Directions: Can you rewrite the items from the line with "Target: boar's hind leg" up to and including the line with "column 418, row 17" as a two-column CSV headed text and answer? Give one row per item, with each value in a quoted field and its line breaks turned into spaces.

Information supplied:
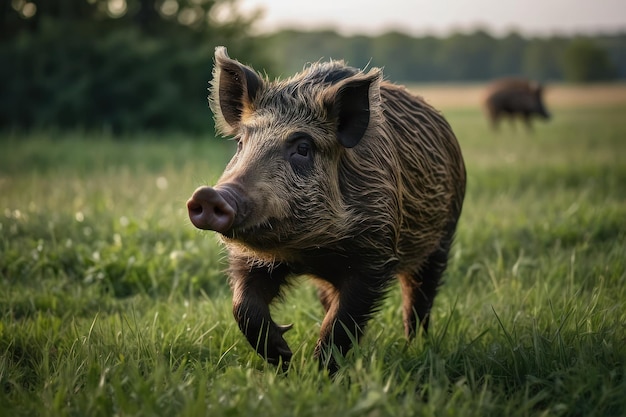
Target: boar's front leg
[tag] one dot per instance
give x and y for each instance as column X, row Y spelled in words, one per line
column 349, row 305
column 254, row 288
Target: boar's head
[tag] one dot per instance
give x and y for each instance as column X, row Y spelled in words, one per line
column 283, row 190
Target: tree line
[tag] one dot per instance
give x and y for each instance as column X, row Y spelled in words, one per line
column 471, row 56
column 135, row 65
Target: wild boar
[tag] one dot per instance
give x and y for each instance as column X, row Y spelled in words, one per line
column 340, row 176
column 515, row 97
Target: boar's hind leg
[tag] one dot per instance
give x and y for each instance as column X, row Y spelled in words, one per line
column 419, row 289
column 253, row 291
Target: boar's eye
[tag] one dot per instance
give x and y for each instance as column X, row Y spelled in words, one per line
column 303, row 149
column 299, row 152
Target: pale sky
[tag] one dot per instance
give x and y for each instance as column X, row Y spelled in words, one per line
column 418, row 17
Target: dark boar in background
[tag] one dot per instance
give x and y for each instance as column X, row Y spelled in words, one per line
column 515, row 97
column 339, row 176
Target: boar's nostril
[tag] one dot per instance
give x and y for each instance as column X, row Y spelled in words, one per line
column 209, row 211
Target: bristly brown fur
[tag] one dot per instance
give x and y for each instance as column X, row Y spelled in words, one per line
column 380, row 198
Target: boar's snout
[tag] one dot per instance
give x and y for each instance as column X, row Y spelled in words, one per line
column 208, row 210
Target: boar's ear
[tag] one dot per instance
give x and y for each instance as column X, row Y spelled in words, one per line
column 353, row 103
column 233, row 90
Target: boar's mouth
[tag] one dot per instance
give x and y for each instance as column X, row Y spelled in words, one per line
column 226, row 210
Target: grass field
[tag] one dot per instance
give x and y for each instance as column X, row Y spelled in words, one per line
column 112, row 304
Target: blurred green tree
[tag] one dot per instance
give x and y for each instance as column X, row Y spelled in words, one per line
column 118, row 65
column 584, row 61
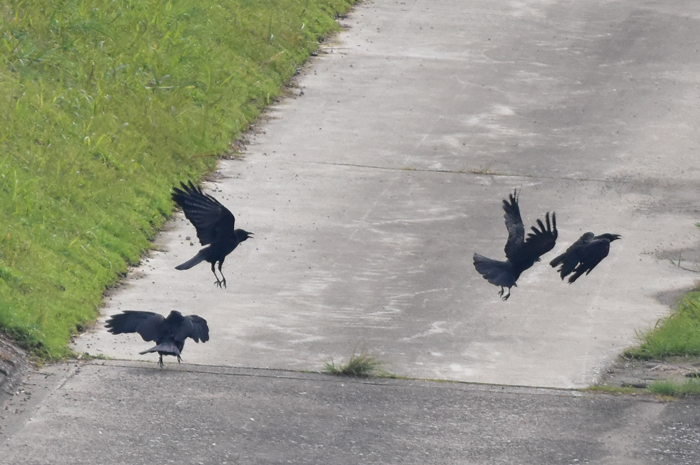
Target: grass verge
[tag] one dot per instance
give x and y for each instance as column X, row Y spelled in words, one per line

Task output:
text,answer
"Target: boar's hind leg [tag] one dot per instance give x and y for each instance as column X, row Y spelled in words, one per line","column 419, row 289 column 253, row 291"
"Target: boar's eye [tag] one dot per instance give x and y for each instance as column X, row Y spelled in words, one per line","column 303, row 149 column 299, row 152"
"Target: pale sky [tag] one dot per instance give x and y for each instance as column X, row Y spelled in words, one per line","column 418, row 17"